Provided text =
In particular, we could allow non-offer-response invoice_requests to omit invreq_amount in future and use offer fields to indicate alternate currencies. ("I will send you 10c!"). Then the sender of the invoice would have to guess how many msat that was, and could use the invoice_error to indicate if the recipient disagreed with the conversion so the sender can send a new invoice.

FIXME: Possible future extensions:

  1. The offer can require delivery info in the invoice_request.
  2. An offer can be updated: the response to an invoice_request is another offer, perhaps with a signature from the original offer_node_id
  3. Any empty TLV fields can mean the value is supposed to be known by other means (i.e. transport-specific), but is still hashed for sig.

Exercise task 1 = Can you give everything in the records from the line containing "the concrete walkway?" down to the last line of the records as a numbered list, leaving out any blank lines?
The records have no connection to the text.

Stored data
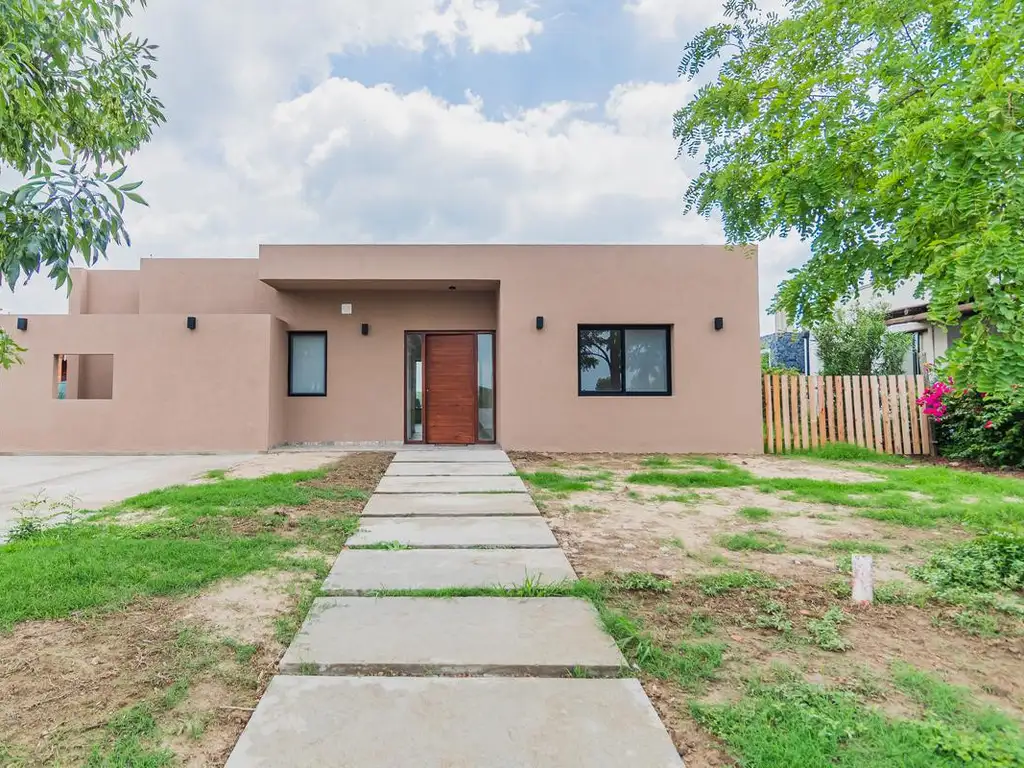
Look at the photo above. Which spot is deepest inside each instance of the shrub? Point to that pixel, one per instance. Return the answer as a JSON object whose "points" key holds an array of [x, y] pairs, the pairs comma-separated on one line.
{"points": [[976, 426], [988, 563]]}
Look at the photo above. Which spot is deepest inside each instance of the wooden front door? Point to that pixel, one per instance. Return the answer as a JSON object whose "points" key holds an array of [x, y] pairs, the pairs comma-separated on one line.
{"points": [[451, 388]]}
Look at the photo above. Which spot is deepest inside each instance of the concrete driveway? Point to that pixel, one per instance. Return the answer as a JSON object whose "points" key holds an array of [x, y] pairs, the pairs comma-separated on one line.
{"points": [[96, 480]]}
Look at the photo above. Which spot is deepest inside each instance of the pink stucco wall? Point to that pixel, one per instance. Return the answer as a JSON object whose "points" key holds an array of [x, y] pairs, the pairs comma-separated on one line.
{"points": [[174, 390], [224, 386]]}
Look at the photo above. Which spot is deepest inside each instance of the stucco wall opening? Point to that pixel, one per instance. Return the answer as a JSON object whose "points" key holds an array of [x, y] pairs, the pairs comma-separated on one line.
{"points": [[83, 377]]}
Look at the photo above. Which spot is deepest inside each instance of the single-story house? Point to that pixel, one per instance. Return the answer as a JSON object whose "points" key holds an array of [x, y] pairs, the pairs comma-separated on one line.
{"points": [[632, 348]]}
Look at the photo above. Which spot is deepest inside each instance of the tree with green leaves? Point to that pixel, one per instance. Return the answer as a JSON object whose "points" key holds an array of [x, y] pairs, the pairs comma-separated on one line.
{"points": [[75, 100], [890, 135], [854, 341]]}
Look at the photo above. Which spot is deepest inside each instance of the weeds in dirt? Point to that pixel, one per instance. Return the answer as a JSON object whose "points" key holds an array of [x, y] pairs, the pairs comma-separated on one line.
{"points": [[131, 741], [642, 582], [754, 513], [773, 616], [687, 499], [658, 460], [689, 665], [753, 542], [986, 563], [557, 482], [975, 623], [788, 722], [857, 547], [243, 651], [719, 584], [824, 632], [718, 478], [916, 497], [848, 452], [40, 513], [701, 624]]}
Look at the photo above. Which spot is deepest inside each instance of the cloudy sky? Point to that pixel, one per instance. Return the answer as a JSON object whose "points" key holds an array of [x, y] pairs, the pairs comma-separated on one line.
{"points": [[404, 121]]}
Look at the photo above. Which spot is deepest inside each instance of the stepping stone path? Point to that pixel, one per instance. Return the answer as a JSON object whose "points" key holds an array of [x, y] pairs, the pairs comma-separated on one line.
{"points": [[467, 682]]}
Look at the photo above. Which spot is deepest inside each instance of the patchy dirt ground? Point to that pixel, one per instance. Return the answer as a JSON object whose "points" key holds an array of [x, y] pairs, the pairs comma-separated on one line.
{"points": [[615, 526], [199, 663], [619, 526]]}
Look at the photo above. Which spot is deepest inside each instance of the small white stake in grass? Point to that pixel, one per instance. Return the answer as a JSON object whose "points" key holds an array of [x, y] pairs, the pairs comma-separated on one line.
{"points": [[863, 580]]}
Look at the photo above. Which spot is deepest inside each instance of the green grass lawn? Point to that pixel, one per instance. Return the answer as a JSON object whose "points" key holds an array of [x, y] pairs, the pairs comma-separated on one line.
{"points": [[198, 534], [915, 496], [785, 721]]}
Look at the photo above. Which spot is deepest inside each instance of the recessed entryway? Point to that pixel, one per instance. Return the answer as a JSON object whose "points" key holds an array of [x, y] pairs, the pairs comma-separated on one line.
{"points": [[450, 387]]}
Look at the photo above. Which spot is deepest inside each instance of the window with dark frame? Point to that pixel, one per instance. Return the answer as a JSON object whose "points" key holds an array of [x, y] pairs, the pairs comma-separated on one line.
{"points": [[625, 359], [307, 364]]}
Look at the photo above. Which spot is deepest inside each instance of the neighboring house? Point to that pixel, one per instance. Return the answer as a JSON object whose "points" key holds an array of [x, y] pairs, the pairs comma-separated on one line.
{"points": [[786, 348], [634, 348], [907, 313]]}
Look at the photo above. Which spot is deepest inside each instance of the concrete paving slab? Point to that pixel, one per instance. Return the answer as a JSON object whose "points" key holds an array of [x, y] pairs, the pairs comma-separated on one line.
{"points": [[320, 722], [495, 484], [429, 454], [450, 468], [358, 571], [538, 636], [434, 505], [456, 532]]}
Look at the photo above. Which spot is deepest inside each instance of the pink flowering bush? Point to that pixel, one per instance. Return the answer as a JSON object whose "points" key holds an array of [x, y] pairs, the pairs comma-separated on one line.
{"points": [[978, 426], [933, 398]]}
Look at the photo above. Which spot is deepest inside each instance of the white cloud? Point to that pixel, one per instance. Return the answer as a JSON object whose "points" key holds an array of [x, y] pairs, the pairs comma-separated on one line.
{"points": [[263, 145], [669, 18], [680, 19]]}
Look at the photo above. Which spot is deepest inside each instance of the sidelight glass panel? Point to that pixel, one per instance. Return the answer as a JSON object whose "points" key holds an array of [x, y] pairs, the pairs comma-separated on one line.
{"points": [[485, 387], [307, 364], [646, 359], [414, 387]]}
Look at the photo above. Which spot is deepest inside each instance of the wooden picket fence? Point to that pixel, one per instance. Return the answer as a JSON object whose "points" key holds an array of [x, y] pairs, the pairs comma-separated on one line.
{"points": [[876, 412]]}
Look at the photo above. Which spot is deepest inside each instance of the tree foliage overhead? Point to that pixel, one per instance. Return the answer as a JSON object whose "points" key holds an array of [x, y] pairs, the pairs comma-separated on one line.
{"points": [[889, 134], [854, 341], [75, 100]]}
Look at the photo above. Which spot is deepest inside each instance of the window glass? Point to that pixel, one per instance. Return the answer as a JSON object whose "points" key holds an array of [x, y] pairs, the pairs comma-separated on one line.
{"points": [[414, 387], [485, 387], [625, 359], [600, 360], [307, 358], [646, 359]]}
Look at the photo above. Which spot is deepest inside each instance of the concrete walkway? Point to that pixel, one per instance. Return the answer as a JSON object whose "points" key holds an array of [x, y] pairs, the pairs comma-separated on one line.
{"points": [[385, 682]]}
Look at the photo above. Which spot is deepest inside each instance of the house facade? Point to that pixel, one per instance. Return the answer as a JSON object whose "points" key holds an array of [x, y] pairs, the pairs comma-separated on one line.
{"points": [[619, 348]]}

Exercise task 2 = Could you take the text on offers and invoice requests further from the point where it stops?

Task output 1 =
1. Look at the photo above. Which spot is deepest inside each instance of the concrete walkway? Point to that pixel, one per instance. Return the answer as a JSON object whose "points" key holds an array of [x, y] pairs, the pairs comma-separated on one line.
2. {"points": [[385, 682]]}
3. Look at the photo above. Which spot is deepest inside each instance of the house facade? Point to that pixel, one per instance. Return the answer as a JSON object whose "points" key holds an array of [x, y] pairs, the pairs comma-separated on one line.
4. {"points": [[619, 348]]}

Task output 2 =
  4. We could upgrade to allow multiple offers in one invreq and invoice, to make a shopping list.
  5. All-zero offer_id == gratuitous payment.
  6. Streaming invoices?
  7. Re-add recurrence.
  8. Re-add invreq_refund_for to support proofs.
  9. Re-add invoice_replace for requesting replacement of a (stuck-payment) invoice with a new one.
  10. Allow non-offer invoice_request with alternate currencies?
  11. Add offer_quantity_unit to indicate stepping for quantity (e.g. 100 grams).